» WRITTEN INSTRUCTION
Edit the stretch of the data from its start through the line that contains "column 62, row 434", changing "serving plate" to "dinner plate" and leaving everything else unchanged. Give back only those lines.

---+---

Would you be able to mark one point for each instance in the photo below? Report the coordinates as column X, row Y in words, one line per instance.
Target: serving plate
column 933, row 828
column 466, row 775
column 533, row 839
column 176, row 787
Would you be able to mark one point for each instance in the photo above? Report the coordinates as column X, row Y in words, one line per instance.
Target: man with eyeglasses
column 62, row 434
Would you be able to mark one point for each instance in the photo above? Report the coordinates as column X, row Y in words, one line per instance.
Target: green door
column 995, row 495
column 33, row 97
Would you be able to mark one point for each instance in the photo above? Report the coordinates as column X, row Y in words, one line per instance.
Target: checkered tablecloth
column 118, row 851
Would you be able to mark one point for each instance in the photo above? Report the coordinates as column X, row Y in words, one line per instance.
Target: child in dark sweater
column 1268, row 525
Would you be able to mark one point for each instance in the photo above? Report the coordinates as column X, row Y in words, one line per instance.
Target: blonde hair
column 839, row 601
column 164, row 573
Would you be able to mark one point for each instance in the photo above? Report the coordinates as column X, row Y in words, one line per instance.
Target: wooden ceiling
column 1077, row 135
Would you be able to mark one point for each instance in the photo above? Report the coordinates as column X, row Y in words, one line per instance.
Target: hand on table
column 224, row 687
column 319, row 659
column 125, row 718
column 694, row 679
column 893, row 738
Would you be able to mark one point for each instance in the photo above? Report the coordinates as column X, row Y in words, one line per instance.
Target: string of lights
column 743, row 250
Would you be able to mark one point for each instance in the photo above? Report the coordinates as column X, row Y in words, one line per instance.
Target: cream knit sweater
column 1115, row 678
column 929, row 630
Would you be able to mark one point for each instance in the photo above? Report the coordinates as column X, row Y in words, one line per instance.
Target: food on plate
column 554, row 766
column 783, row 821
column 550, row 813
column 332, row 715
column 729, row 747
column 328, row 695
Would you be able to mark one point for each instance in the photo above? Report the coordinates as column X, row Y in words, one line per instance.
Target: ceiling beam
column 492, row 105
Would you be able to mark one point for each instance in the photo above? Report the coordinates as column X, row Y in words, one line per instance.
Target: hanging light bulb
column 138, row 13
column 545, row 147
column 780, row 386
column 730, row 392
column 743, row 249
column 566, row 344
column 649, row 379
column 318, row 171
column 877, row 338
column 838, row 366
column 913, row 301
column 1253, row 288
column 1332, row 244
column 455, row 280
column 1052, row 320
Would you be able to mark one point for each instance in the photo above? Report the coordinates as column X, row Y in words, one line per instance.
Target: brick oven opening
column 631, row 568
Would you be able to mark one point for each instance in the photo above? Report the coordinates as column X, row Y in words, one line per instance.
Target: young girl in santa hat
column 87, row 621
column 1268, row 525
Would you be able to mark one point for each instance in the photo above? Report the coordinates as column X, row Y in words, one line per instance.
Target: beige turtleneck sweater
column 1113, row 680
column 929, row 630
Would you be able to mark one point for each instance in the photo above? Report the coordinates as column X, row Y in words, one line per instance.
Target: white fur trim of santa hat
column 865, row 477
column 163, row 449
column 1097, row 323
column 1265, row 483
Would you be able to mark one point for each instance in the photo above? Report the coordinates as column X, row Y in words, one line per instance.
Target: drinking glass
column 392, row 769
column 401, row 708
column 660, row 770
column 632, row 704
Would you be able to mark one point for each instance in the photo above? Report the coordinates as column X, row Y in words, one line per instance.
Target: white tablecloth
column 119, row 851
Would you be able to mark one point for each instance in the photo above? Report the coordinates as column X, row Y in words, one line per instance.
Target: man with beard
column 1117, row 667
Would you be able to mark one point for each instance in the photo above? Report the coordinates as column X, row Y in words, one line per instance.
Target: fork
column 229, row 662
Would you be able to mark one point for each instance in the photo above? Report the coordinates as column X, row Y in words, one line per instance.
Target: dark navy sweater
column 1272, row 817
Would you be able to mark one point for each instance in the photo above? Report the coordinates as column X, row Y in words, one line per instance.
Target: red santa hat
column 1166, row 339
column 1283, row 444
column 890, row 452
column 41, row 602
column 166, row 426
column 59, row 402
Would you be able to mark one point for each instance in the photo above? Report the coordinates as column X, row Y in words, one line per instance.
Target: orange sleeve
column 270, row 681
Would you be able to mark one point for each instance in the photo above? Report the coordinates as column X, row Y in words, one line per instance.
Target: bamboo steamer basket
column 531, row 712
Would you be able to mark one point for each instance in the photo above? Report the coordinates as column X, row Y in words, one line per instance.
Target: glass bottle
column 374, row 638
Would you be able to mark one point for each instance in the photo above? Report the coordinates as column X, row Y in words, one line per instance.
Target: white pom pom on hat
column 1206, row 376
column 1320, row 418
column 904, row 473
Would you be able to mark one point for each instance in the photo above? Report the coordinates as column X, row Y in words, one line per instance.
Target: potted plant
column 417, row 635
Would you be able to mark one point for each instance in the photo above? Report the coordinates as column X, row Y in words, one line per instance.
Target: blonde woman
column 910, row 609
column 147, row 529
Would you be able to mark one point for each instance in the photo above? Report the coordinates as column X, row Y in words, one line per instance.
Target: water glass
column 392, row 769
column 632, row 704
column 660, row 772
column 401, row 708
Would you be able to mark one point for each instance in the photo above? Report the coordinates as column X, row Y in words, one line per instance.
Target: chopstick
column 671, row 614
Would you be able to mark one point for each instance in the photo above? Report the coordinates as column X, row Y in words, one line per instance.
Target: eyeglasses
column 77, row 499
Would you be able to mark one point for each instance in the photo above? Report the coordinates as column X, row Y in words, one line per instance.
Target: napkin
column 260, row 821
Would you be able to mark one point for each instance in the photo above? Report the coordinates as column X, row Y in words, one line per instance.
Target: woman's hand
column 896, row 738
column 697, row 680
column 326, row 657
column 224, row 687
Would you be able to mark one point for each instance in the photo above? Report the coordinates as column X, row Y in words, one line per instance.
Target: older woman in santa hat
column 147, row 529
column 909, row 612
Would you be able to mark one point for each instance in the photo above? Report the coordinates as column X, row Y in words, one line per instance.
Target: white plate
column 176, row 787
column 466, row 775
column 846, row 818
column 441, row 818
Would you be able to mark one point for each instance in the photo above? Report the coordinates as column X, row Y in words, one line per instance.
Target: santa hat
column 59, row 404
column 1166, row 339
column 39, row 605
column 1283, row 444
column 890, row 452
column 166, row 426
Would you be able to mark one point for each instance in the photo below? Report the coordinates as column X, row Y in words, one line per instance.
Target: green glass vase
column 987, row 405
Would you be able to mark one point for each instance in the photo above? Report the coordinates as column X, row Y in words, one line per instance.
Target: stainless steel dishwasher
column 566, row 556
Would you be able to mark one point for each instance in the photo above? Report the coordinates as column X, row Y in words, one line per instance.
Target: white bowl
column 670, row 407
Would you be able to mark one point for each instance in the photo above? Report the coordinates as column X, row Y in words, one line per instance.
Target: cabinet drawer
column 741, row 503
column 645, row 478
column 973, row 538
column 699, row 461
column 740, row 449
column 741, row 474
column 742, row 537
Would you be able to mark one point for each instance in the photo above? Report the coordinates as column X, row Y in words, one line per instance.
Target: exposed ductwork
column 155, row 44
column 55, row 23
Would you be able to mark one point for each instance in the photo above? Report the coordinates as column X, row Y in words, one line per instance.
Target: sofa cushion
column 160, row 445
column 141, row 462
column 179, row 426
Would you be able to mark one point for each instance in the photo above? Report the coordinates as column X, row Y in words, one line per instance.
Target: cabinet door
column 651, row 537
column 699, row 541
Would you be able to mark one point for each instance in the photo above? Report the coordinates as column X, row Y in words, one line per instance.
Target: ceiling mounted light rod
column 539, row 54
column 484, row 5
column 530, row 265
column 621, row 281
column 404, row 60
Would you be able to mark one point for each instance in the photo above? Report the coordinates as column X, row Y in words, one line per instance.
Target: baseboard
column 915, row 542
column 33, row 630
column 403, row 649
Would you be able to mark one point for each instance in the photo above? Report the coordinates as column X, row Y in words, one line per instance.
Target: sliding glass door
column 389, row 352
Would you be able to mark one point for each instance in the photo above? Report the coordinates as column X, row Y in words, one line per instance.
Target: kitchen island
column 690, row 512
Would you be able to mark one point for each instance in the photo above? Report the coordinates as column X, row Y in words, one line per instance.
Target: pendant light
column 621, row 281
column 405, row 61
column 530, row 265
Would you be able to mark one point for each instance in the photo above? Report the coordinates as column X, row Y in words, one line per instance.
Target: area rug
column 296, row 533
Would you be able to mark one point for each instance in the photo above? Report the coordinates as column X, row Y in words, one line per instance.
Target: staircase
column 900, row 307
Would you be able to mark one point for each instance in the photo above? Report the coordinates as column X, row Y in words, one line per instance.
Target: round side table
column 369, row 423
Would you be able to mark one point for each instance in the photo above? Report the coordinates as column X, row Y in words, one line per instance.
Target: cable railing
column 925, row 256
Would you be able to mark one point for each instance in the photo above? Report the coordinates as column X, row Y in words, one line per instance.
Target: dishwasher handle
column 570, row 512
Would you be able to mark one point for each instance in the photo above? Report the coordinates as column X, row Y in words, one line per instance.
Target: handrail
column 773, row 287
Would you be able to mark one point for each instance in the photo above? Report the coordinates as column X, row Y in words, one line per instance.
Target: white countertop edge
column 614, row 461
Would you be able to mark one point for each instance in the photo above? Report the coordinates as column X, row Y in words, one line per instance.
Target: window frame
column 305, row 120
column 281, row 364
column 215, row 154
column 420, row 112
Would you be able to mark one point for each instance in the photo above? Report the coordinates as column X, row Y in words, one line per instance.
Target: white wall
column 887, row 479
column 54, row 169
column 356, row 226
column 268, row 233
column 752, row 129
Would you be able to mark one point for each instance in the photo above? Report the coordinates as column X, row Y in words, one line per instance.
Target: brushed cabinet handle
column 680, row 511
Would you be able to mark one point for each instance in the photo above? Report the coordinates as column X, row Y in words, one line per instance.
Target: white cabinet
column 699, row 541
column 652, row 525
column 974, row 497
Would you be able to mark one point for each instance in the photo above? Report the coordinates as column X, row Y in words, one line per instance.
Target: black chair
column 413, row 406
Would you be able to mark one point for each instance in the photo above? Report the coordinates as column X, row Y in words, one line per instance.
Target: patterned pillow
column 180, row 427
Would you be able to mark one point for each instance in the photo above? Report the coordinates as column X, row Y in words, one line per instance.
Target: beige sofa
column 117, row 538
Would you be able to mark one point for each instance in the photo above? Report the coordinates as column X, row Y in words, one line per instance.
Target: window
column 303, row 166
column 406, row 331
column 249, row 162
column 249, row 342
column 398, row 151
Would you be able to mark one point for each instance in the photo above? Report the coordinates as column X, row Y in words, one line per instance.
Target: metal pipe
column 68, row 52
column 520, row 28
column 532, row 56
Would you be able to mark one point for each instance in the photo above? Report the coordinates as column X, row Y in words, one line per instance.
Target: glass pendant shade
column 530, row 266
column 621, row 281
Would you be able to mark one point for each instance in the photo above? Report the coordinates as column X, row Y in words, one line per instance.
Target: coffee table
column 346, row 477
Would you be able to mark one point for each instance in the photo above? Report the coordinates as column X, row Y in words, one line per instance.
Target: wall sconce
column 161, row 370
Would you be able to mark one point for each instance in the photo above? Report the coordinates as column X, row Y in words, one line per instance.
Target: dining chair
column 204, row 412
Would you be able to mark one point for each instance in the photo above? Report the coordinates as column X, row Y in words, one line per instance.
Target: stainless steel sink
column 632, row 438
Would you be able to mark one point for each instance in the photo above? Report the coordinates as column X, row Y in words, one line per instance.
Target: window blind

---+---

» OUTPUT
Would you be able to mark one point for each instance in the photo below? Report the coordinates as column X, row Y in words, one line per instance.
Target: dinner plate
column 933, row 828
column 466, row 775
column 533, row 839
column 176, row 787
Would you be able to mark one point for each instance in the photo above? Report the coordinates as column X, row Y in words, one line per instance.
Target: man with eyeglasses
column 62, row 434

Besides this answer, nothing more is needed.